**AUFGABE:** Schreiben Sie sämtliche folgenden Zeilen wortgetreu ab. Lassen Sie dabei die Bilder weg.

**DATENLISTE:**
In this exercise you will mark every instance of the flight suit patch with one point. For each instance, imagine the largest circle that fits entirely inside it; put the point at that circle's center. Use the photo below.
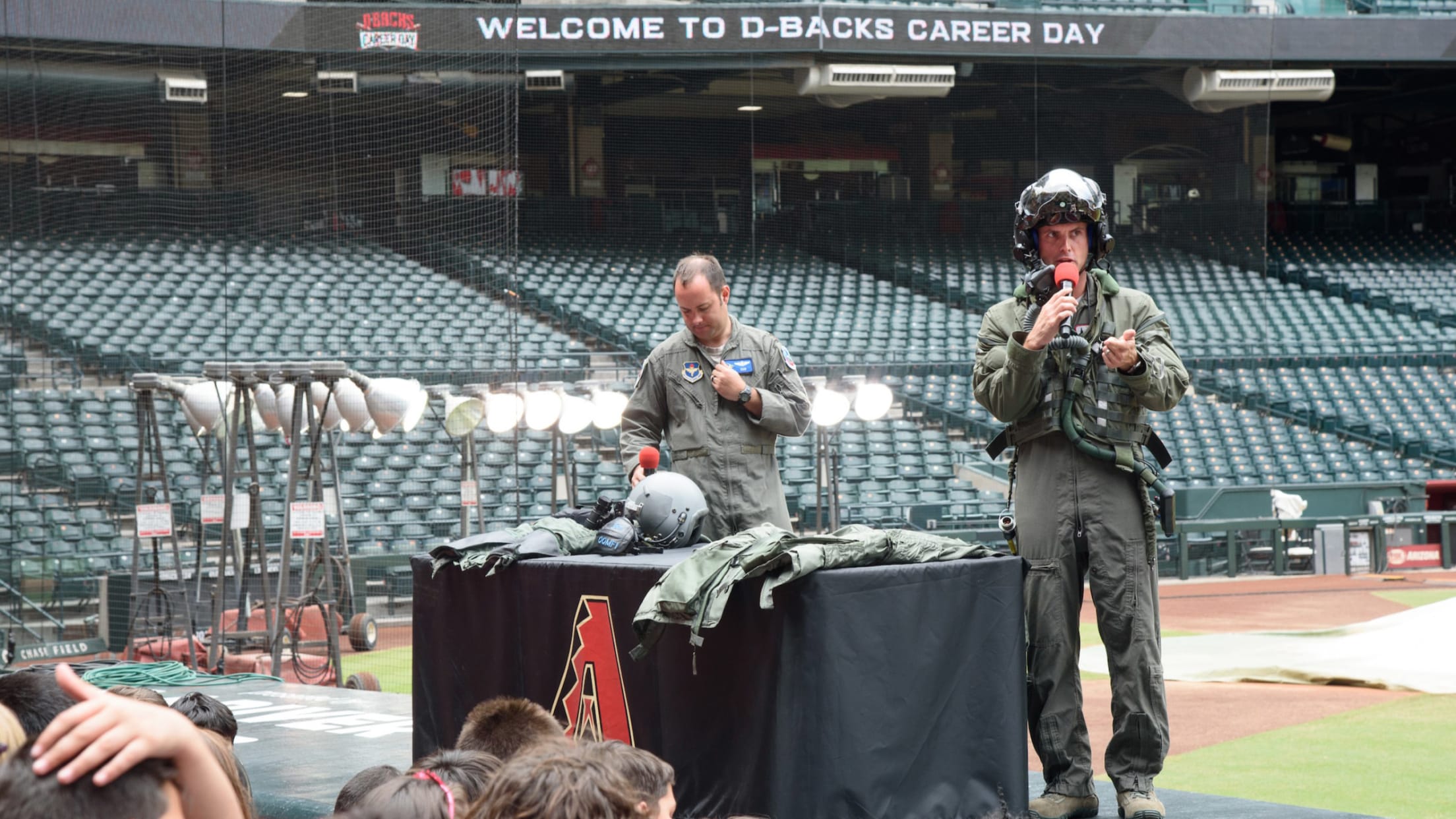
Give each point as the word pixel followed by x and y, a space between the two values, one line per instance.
pixel 741 366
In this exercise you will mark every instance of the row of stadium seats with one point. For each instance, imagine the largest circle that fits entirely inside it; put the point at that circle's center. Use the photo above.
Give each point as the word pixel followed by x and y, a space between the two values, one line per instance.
pixel 1216 311
pixel 823 313
pixel 1407 410
pixel 76 454
pixel 171 303
pixel 1381 270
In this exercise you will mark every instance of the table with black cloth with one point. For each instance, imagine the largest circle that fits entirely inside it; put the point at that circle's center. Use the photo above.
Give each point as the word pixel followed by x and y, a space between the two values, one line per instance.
pixel 890 691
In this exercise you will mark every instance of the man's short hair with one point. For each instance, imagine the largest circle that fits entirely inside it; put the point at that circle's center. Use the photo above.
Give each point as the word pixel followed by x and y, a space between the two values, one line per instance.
pixel 12 737
pixel 410 797
pixel 136 793
pixel 644 770
pixel 207 713
pixel 692 266
pixel 468 770
pixel 502 726
pixel 559 783
pixel 36 698
pixel 137 692
pixel 361 783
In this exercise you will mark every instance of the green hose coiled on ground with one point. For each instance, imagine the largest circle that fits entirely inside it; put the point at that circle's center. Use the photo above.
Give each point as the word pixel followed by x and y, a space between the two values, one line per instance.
pixel 159 675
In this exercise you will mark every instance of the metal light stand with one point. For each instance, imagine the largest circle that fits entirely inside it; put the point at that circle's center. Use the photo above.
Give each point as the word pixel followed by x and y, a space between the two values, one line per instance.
pixel 152 467
pixel 470 467
pixel 239 423
pixel 826 480
pixel 302 375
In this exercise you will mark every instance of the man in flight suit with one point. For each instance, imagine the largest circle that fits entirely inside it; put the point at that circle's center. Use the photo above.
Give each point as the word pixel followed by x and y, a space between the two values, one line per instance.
pixel 1083 515
pixel 721 392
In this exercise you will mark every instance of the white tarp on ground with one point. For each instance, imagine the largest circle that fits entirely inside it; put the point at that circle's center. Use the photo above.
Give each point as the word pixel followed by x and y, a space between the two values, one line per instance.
pixel 1410 650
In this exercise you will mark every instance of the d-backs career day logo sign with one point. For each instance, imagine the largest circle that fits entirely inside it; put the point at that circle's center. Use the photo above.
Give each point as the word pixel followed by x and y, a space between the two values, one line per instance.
pixel 592 696
pixel 389 31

**VOLLSTÄNDIGE ANTWORT:**
In this exercise you will mark every instance of the flight suit patch with one point. For each instance, imagine the largest circle that fits entirely inside it; put the point at that circle's center. Use the photo below.
Give each point as the word pixel followed by x and y, a space between the two values, one line per instance.
pixel 741 366
In this exercise you will mark every instance of the row of stadium seats with one point. For each instance, imagine the largest circle that fits entirely inside it; put the point at that circle's center. Use the photo above.
Give each point as the word pixel followed by x and y, a space between the two values, one line per instance.
pixel 1216 311
pixel 823 313
pixel 1407 410
pixel 76 454
pixel 171 303
pixel 1381 270
In this exercise you will mark every instance of the table with black cloth with one point. For each instance, imagine the largest circle that fits entirely inside it; put the point at that circle's center. Use the photo above.
Give each point as the word pixel followed by x and y, a space between the two values, one line per instance.
pixel 890 691
In this exercise you will mark every instance of the man's short hair with one point. For each instance, imagine the largest circle that fits entirely inside it; put the point at that circle's center. Use the photo above.
Give each point as the word pixel followed by x and y, a space between the two values, one line per instance.
pixel 12 737
pixel 410 797
pixel 136 793
pixel 644 770
pixel 207 713
pixel 692 266
pixel 468 770
pixel 502 726
pixel 559 783
pixel 36 698
pixel 137 692
pixel 361 783
In this exercise you will mark every instance of the green hose coiled on ground with one point. For each instance, imagine the largest circle that fits entirely inside it; put the point at that circle's center. Use the photo above.
Give each point as the word pixel followed by x and y, a space between the two values, one line per instance.
pixel 159 675
In this exercise you will mark every instance of the metal light stand with one point. For each instance, imagine the largest circle that fits entirely inside it; put the point at that circle's center. Use the photo above.
Give each point as the word pixel followed by x and y, a space between the two values, one line per instance.
pixel 152 467
pixel 470 467
pixel 239 423
pixel 826 480
pixel 302 375
In this exercise you will mark every instance of the man in flight suit with one point. For each instance, imagine the largest circle that fits entirely inside it; put the point at that circle's center. Use the photo above.
Give each point as the word pixel followed by x and y, a space between the two values, one line per instance.
pixel 1083 515
pixel 721 392
In this exercise you will mark every instance of the white tarp on ground with one point. For each instance, imagine the largest circle that fits entirely inside it; put the point at that circle's center. Use the photo above.
Give each point as the word pixel followed by x and y, a space between the two values, one line per instance.
pixel 1410 650
In this exercise you will mark every instance of the d-backs career day logo sign with one point. For each instance, imagine the largest circle that fits entirely inside it; put the point at that circle's center. Use the photo above.
Give each point as the word pixel followed by x and y, a space between the two values, one line per instance.
pixel 592 696
pixel 389 31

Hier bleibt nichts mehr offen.